---------- DATA RECORDS

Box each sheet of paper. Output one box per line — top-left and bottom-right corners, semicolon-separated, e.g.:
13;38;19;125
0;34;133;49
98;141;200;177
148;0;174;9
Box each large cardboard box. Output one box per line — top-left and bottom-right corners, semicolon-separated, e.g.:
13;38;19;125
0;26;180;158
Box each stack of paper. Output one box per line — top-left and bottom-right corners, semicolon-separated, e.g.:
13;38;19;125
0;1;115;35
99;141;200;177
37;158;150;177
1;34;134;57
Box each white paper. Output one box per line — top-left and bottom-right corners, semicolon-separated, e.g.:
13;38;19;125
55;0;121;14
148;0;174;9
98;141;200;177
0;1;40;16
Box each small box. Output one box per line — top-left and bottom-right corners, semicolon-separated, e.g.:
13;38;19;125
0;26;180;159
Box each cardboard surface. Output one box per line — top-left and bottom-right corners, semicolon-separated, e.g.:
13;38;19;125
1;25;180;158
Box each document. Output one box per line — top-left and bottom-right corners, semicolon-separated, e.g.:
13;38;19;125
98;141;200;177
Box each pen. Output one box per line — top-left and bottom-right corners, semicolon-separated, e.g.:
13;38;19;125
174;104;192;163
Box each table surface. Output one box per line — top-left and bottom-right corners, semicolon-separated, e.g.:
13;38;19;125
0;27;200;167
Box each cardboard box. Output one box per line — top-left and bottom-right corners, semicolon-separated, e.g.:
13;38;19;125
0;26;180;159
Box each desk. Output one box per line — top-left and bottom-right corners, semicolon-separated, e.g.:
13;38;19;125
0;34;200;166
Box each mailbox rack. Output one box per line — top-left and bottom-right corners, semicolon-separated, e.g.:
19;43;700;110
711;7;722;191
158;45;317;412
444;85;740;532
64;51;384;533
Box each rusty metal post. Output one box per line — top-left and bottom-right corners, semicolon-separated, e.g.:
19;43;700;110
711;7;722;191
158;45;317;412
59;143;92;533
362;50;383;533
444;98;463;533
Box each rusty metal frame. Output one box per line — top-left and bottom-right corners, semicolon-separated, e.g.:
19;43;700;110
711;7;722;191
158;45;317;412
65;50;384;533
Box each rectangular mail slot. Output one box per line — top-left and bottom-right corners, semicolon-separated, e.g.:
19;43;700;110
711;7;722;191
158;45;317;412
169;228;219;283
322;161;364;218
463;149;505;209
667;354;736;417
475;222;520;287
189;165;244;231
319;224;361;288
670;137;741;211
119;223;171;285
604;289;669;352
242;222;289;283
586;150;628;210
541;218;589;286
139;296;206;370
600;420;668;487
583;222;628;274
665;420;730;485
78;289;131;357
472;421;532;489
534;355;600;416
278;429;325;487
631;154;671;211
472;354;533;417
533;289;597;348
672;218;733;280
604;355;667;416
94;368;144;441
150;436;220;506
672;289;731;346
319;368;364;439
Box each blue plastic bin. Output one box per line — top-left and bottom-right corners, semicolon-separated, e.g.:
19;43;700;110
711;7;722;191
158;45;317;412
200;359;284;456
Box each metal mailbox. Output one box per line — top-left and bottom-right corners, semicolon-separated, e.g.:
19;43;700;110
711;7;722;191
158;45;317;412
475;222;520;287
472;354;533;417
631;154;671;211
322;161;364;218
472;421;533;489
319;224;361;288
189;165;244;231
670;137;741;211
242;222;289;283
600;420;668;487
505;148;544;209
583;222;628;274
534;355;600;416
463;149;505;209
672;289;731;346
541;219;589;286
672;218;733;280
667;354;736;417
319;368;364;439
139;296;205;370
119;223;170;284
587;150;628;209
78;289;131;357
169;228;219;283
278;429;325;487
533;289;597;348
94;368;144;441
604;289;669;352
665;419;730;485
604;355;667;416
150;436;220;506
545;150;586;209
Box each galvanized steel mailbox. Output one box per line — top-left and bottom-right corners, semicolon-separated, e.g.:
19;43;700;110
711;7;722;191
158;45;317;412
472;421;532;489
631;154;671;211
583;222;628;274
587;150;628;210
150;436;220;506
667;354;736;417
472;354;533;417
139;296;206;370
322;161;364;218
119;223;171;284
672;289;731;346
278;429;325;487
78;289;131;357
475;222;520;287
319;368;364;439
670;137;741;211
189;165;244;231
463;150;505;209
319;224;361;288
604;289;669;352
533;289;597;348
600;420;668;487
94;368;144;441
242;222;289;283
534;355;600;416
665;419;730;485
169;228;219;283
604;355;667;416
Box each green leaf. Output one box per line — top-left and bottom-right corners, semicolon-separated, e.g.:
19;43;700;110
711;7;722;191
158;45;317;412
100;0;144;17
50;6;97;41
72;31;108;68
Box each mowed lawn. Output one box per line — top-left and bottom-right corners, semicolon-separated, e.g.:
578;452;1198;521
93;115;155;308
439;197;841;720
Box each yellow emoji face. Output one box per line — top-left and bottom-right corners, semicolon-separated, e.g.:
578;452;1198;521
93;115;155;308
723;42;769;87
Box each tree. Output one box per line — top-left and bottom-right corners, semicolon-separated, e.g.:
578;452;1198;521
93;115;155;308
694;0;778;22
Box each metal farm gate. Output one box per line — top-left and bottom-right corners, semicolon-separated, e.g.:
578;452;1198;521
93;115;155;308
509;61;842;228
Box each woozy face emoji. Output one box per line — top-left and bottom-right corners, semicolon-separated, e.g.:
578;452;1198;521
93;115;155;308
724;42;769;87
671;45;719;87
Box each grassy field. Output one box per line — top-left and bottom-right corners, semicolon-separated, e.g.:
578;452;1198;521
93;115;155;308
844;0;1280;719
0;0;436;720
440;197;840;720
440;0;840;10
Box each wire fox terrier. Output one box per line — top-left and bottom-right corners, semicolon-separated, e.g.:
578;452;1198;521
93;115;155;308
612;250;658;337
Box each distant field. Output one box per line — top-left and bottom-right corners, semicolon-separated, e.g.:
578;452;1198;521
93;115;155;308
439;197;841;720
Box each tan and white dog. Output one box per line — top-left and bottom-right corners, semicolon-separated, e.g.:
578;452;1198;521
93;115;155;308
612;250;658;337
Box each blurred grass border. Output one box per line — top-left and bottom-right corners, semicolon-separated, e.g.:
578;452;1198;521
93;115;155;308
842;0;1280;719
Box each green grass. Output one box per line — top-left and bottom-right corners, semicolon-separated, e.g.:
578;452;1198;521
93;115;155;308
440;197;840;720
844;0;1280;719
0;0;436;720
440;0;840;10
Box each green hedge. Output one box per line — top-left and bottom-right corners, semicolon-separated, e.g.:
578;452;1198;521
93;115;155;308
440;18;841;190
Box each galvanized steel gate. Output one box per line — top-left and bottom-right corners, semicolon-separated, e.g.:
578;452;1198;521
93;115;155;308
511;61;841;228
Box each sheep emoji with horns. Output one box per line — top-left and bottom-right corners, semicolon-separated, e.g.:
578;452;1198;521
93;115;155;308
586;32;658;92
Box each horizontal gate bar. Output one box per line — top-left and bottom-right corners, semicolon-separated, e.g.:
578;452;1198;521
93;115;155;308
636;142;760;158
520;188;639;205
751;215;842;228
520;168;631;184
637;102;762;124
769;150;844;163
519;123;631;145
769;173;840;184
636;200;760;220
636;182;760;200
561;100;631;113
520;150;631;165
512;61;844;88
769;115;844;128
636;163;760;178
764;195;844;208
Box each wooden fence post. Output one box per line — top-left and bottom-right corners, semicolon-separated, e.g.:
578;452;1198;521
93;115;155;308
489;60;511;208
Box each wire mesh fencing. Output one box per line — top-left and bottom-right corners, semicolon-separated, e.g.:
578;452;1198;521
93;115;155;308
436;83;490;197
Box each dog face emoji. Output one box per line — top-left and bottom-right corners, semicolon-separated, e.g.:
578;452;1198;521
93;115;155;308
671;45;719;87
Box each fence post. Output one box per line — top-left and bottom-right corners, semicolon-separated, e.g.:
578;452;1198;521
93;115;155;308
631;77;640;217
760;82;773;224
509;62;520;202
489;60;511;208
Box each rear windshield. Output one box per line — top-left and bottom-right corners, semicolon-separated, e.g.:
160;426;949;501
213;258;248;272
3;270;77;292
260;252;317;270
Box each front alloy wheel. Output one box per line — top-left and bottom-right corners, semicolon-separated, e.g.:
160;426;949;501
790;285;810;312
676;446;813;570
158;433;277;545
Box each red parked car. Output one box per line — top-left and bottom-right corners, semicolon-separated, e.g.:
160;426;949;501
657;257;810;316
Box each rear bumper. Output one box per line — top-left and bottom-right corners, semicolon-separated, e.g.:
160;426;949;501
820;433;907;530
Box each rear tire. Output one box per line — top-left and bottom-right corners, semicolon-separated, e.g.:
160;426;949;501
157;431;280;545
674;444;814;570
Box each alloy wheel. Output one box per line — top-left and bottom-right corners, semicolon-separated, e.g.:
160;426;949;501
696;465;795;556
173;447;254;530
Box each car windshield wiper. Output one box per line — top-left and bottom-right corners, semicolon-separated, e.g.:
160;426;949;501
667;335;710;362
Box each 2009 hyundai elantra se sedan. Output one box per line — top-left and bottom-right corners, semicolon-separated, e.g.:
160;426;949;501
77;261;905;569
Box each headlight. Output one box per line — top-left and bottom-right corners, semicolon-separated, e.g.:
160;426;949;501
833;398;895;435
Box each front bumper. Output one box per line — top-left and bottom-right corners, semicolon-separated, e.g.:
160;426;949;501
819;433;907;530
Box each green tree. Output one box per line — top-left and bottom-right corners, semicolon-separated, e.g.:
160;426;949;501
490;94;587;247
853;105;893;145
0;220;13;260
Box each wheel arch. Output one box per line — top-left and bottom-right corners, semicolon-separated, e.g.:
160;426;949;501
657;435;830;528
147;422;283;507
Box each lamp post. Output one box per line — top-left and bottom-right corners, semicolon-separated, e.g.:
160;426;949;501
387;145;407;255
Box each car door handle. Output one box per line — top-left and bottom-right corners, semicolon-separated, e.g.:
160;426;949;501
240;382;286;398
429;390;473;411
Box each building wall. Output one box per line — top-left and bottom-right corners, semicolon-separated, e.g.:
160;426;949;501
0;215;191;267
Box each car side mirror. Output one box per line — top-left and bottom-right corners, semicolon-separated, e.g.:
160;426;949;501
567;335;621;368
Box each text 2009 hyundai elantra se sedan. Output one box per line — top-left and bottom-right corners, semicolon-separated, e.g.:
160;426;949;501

--------------------

> **DIRECTIVE**
Copy out the records exactly, starting at the line containing "Box each small" and ending at the line containing "200;359;284;456", with both of those lines included.

> **WRITTEN ANSWER**
Box each small box. Output one box per line — top-left and bottom-right corners, semicolon-separated, e.g.:
13;38;19;125
0;26;180;159
Box each cardboard surface. Output one box per line — top-left and bottom-right corners, semicolon-separated, e.g.:
13;38;19;125
1;25;180;158
Box each document. Output one box per line — top-left and bottom-right corners, semicolon-separated, e.g.:
13;38;19;125
98;141;200;177
Box each pen. Output one box per line — top-left and bottom-right corners, semicolon-separated, e.g.:
13;38;19;125
174;104;192;163
Box each table surface. Output one box per line — top-left and bottom-right corners, semicolon-separated, e.g.:
13;38;19;125
0;27;200;167
Box each cardboard box. Output one box per line — top-left and bottom-right corners, semicolon-separated, e.g.:
13;38;19;125
0;26;180;159
Box each desk. Output one box per line — top-left and bottom-right corners, semicolon-separated, e.g.:
13;38;19;125
0;34;200;166
Box each mailbox rack. Output one box per line — top-left and bottom-right corners, semicolon-separated, e.g.:
19;43;700;110
711;7;722;191
158;45;317;412
444;85;740;532
64;51;384;533
Box each rusty metal post. Output one box per line — top-left and bottom-right corners, semicolon-separated, e.g.:
19;43;700;110
711;7;722;191
158;45;317;412
59;143;92;533
362;50;383;533
444;98;463;533
Box each rusty metal frame. Output one box per line — top-left and bottom-right corners, semicolon-separated, e.g.:
19;43;700;110
711;7;722;191
158;45;317;412
65;50;384;533
Box each rectangular mail slot. Output one box per line — top-left and bottom-right corners, semicolon-separated, e.g.:
19;43;700;110
711;7;722;191
158;45;317;412
169;228;219;283
322;161;364;218
463;149;505;209
667;354;736;417
475;222;520;287
189;165;244;231
319;224;361;288
670;137;741;211
119;223;171;285
604;289;669;352
242;222;289;283
586;150;628;210
541;218;589;286
139;296;206;370
600;420;668;487
583;222;628;274
665;420;730;485
78;289;131;357
472;421;532;489
534;355;600;416
278;429;325;487
631;154;671;211
472;354;533;417
533;289;597;348
672;218;733;280
604;355;667;416
94;368;144;441
150;436;220;506
672;289;731;346
319;368;364;439
Box each blue plastic bin. Output one box per line — top-left and bottom-right corners, semicolon-separated, e.g.:
19;43;700;110
711;7;722;191
158;45;317;412
200;359;284;456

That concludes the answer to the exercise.